Segment Start: Available data

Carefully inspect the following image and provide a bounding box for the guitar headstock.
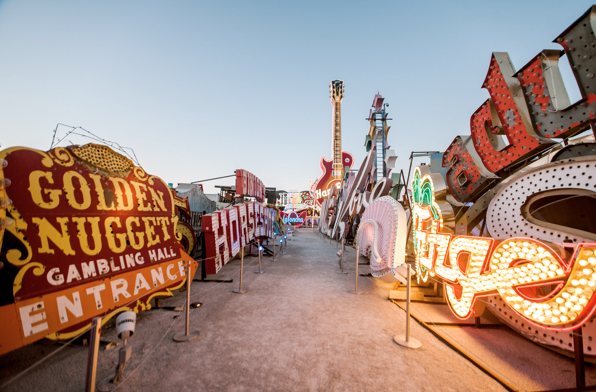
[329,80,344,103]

Segment End: Available data
Segment Start: Available data

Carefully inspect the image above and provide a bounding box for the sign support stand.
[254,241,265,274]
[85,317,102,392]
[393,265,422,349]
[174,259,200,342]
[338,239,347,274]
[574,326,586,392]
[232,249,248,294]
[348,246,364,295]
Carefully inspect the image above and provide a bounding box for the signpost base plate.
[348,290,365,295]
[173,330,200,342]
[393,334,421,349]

Segment End: Available data
Segment Start: Available data

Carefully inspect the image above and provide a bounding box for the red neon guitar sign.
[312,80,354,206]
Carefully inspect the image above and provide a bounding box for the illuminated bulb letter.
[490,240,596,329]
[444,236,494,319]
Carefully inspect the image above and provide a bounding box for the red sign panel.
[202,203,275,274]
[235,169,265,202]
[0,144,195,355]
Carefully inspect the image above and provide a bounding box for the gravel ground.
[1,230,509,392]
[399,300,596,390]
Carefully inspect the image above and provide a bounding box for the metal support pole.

Segment End: Available data

● **Your goal**: From the entries above, print the lines beginning at the one with "illuminated bulb letter." and stopping after the one with "metal support pole.", exactly as written and with nothing else.

● **Answer space**:
Carefully inspect the image above and provide a bounding box for the illuminated bulb letter.
[490,240,596,329]
[444,236,494,319]
Carefully inspect the image above and provide a bounding box for the red sign panel.
[202,203,275,274]
[235,169,265,202]
[0,144,195,355]
Carefully inspect the image above and provide a bounding box for the gravel ground.
[1,230,509,392]
[399,300,596,390]
Carefully inspect the image above and provide a bounding box for the metal support pole.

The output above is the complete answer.